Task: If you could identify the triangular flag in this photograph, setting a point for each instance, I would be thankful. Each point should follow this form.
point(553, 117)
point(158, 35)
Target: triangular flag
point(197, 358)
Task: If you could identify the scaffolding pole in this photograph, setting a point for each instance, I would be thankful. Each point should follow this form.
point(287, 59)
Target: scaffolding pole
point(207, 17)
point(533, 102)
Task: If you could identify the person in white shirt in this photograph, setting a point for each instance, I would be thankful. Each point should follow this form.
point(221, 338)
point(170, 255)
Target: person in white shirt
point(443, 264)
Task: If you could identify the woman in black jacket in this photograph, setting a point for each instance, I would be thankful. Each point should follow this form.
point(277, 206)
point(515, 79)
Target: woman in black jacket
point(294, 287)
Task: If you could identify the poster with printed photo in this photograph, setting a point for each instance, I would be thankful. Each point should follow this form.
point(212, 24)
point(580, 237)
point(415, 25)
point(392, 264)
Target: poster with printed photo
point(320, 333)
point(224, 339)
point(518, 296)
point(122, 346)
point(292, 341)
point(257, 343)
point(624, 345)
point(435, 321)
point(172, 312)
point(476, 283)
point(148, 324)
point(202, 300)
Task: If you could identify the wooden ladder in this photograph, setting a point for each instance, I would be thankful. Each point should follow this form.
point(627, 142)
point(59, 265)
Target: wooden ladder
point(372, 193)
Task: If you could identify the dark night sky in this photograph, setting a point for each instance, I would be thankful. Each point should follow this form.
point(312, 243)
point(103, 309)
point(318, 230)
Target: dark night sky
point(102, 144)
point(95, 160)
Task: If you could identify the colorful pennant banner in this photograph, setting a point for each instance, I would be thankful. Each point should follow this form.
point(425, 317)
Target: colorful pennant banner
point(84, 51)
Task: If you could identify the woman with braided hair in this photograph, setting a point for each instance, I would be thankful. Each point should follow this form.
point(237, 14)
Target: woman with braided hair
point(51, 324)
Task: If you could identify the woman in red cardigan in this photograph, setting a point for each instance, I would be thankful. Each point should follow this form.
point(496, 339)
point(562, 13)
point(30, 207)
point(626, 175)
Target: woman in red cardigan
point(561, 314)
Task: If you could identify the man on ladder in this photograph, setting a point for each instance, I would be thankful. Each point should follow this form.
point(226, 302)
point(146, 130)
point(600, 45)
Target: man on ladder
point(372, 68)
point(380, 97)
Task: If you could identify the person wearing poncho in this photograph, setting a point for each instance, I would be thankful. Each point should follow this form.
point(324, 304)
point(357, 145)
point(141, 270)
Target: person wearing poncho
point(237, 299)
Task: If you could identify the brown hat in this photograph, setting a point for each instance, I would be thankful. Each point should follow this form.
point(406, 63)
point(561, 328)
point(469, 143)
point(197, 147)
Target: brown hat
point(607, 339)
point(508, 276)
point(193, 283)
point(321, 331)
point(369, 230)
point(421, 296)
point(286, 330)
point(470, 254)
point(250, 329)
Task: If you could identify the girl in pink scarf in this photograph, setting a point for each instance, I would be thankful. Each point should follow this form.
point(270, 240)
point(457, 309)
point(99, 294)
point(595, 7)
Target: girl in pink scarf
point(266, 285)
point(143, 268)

• TASK DIRECTIONS: Output all of the records above unchanged.

• TASK ANSWER:
Task: If you could identify the triangular flag in this photograph, setting a point for each instance, I would be thankful. Each point should follow this form.
point(553, 117)
point(158, 35)
Target: triangular flag
point(197, 358)
Task: If you could identify the scaffolding pole in this photograph, setting a point for each instance, I would be thankful. Each point should follow this form.
point(287, 59)
Target: scaffolding pole
point(207, 17)
point(533, 102)
Task: If you could identify the person in white shirt in this photograph, setting a point for each instance, I would be thankful. Each point should follow this form.
point(221, 338)
point(170, 255)
Target: person in white shirt
point(443, 264)
Task: If you could identify the woman in black jacket in this photograph, setting a point for each instance, I would be thankful. Each point should follow this form.
point(277, 206)
point(515, 79)
Target: woman in black jacket
point(294, 287)
Task: If you could identify the poster with printed photo in this photograph, setting a point for each instance, I would be thankful. Each point should follow this form.
point(212, 24)
point(580, 237)
point(415, 25)
point(392, 264)
Target: poster with printed photo
point(320, 333)
point(224, 339)
point(518, 296)
point(122, 346)
point(292, 341)
point(257, 343)
point(624, 345)
point(435, 321)
point(172, 312)
point(476, 283)
point(148, 324)
point(202, 300)
Task: If you could identify the wooden ladder in this photograph, setting a point for each instance, I would be thankful. Each point should follow this form.
point(627, 142)
point(59, 265)
Target: wooden ladder
point(372, 193)
Task: If you could identify the dark night sky in this photograph, setting a point for each instance, I would be thankful. Each point should follow this form.
point(312, 243)
point(103, 309)
point(318, 230)
Target: dark night sky
point(102, 144)
point(95, 160)
Task: If you could identify the colorful pennant banner in this photograph, setting a point for each instance, I would be thankful. Each point should follow this form.
point(425, 317)
Target: colorful pennant banner
point(84, 51)
Task: If you could identify the woman with braided hair in this photograph, setting a point for each instance, I would be thankful. Each point should follow this form.
point(237, 14)
Target: woman with braided hair
point(51, 324)
Task: If you could identify the woman in red cardigan in this photograph, setting a point for each instance, I would be thankful. Each point should follow this form.
point(496, 339)
point(562, 13)
point(30, 207)
point(626, 175)
Target: woman in red cardigan
point(561, 314)
Task: If you could identify the man on ladder in this photograph, setting a point for each instance, I would be thankful. Each point should follow this form.
point(226, 302)
point(146, 130)
point(600, 45)
Target: man on ladder
point(372, 68)
point(380, 97)
Task: If you could identify the person wearing poncho in this photograph, setting a point for each instance, I would be thankful. Each point should follow this form.
point(324, 304)
point(357, 145)
point(141, 270)
Target: person wearing poncho
point(237, 299)
Task: If you could identify the brown hat in this photograph, setting a point for each instance, I would be thankful. Each point should follow this form.
point(406, 63)
point(561, 328)
point(469, 143)
point(197, 147)
Target: brown hat
point(607, 339)
point(508, 276)
point(193, 283)
point(321, 331)
point(369, 230)
point(421, 296)
point(286, 330)
point(470, 254)
point(250, 329)
Task: If you could identify the girl in pink scarf in this photograph, setting a point for each instance, I would be thankful. Each point should follow this form.
point(270, 240)
point(457, 309)
point(99, 294)
point(595, 7)
Target: girl in pink scarf
point(266, 285)
point(143, 268)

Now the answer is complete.